| Selected extract |
Scaling Out

Module 4: Scaling Out

Track 1: Foundations (0–2 YoE)

In Module 1, we hit the vertical ceiling. In Module 3, we learned caching to reduce load. But caching alone can't solve the fundamental problem: a single server is a single point of failure. Horizontal scaling — running multiple copies of your application behind a load balancer — is the foundation of every modern cloud-scale system. This module covers the stateless mandate, session externalization, auto-scaling, service discovery, and the operational challenges of running a fleet.

The Scale Cube

The "Scale Cube" (from The Art of Scalability by Abbott & Fisher) provides a mental model for three dimensions of scaling:

X-Axis: Cloning

Run N identical copies of your application behind a load balancer. Every instance handles every request type. Simplest form of scaling — this module's focus.

Y-Axis: Decomposition

Split by function into microservices. The payments service scales independently from the search service. Covered in the Strangler Fig section of Module 1.

Z-Axis: Sharding

Split by data. Users A-M go to Shard 1, N-Z to Shard 2. Each shard runs the same code but owns a subset of data. Covered in Module 7 (Database Scaling).

X-axis scaling (this module) is the prerequisite for everything else. If your application can't run as multiple identical clones, you can't decompose it into microservices or shard its data. The key requirement: your application must be stateless.

| Record set |

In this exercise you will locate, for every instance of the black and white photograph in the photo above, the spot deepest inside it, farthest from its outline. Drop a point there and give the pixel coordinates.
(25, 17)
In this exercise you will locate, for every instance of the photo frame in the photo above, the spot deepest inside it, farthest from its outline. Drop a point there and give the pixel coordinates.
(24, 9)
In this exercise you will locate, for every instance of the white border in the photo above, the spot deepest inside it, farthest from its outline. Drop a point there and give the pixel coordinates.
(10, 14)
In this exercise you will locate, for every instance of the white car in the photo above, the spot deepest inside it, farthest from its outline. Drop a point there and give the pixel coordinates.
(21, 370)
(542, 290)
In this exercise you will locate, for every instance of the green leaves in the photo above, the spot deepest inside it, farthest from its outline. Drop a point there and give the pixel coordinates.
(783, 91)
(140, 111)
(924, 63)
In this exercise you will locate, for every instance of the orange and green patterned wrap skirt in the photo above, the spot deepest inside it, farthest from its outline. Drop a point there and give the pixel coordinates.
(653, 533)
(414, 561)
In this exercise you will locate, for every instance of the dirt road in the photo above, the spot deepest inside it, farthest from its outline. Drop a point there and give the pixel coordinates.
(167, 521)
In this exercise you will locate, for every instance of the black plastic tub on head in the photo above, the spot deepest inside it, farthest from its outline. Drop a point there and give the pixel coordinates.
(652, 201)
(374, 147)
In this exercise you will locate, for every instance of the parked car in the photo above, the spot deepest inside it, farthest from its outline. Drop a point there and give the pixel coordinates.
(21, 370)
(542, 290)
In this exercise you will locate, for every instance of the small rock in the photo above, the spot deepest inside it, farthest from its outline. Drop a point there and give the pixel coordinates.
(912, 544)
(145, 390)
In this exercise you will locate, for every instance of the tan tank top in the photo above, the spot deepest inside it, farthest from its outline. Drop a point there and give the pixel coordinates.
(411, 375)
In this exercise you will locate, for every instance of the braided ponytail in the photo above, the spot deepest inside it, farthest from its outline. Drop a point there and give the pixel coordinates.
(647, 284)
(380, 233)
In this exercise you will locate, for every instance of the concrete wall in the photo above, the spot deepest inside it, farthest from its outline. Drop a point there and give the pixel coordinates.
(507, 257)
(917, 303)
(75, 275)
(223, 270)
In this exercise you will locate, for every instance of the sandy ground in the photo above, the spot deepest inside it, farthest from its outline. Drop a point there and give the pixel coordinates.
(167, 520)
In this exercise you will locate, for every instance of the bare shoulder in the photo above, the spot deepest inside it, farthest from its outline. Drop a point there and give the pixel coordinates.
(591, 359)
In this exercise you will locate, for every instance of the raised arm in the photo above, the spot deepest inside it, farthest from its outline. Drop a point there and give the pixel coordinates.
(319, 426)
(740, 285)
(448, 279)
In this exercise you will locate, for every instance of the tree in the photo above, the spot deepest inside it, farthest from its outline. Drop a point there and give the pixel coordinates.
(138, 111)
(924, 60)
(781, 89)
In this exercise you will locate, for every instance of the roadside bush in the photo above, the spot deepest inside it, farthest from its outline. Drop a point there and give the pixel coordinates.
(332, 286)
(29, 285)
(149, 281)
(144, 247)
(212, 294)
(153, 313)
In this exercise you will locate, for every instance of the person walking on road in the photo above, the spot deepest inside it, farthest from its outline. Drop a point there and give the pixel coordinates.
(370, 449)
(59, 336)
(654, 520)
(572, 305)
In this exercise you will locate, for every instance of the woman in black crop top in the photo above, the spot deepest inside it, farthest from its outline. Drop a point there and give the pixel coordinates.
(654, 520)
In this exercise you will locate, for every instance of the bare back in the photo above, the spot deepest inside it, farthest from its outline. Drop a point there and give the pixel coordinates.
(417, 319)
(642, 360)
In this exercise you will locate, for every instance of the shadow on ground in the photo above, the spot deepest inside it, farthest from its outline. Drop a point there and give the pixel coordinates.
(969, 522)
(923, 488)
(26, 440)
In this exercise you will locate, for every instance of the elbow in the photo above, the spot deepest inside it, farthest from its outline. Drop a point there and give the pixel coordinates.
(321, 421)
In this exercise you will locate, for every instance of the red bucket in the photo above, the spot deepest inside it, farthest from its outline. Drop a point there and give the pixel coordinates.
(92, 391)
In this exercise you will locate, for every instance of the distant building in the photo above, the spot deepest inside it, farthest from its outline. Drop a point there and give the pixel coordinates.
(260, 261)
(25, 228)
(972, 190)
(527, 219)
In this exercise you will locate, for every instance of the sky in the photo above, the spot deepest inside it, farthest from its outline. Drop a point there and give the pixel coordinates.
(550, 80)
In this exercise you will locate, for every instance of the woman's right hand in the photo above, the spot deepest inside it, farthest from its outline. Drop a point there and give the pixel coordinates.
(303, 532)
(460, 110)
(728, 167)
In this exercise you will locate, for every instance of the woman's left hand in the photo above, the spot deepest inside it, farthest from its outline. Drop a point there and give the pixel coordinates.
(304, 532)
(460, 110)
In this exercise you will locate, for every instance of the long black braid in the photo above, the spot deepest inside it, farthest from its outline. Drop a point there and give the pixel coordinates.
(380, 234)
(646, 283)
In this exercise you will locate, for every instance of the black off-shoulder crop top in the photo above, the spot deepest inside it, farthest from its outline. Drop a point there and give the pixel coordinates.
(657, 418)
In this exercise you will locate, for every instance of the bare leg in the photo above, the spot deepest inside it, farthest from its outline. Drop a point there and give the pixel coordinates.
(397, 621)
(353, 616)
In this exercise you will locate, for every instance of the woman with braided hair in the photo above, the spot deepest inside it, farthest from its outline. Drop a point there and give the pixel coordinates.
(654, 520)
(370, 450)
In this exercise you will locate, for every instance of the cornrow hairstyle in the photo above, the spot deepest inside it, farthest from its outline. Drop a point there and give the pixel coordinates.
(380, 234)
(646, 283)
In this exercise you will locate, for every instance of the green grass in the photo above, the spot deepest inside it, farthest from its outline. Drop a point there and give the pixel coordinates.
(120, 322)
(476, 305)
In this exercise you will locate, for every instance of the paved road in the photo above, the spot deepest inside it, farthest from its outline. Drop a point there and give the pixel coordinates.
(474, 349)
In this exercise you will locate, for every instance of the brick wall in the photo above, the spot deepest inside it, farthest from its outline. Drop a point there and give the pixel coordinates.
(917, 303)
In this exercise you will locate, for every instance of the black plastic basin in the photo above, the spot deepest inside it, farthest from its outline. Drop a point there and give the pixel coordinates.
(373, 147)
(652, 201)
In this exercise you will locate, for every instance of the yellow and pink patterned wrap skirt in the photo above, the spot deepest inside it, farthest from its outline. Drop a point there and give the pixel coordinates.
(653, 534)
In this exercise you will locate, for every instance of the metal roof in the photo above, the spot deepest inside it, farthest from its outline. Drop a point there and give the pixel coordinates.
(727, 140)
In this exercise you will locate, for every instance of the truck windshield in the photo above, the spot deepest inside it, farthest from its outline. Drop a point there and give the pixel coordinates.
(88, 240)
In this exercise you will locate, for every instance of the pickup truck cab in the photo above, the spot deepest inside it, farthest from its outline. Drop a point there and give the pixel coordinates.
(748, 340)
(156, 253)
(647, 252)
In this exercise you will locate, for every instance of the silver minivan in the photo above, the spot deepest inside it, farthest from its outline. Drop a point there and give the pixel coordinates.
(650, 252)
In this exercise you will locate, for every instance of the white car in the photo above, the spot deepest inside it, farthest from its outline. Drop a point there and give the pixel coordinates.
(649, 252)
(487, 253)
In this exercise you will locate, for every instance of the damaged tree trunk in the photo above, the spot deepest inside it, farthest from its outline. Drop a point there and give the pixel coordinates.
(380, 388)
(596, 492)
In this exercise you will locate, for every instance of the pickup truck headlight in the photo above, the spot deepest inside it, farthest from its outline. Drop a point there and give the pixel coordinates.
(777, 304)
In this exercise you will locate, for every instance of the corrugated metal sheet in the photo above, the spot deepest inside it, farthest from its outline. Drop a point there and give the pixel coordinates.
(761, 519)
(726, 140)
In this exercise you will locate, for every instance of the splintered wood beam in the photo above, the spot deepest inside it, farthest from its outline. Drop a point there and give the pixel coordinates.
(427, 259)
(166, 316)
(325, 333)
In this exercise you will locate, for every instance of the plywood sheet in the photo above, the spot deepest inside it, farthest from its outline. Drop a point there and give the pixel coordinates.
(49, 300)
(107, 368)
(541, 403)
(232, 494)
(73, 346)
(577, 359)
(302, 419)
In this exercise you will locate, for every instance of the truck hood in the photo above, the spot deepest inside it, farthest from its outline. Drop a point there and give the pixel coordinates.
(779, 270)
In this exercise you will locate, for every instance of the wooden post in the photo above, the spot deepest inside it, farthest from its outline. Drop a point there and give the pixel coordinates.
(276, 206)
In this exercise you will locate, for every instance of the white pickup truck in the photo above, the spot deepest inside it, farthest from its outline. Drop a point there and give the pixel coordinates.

| What to work on |
a) Reproduce the Scaling Out module word for word, from "Split by data." up to and including "must be stateless.".
b) List every topic that the Scaling Out module says it covers.
c) Answer these questions from the Scaling Out module:
(i) Which book is the Scale Cube taken from?
(ii) Which module covers sharding?
(iii) What is the key requirement for X-axis scaling?
The rows are separate material, apart from the Scaling Out module.

| Responses |
a)
Split by data. Users A-M go to Shard 1, N-Z to Shard 2. Each shard runs the same code but owns a subset of data. Covered in Module 7 (Database Scaling).

X-axis scaling (this module) is the prerequisite for everything else. If your application can't run as multiple identical clones, you can't decompose it into microservices or shard its data. The key requirement: your application must be stateless.

b)
- The stateless mandate
- Session externalization
- Auto-scaling
- Service discovery
- The operational challenges of running a fleet

c)
(i) The Art of Scalability by Abbott & Fisher
(ii) Module 7 (Database Scaling)
(iii) The application must be stateless.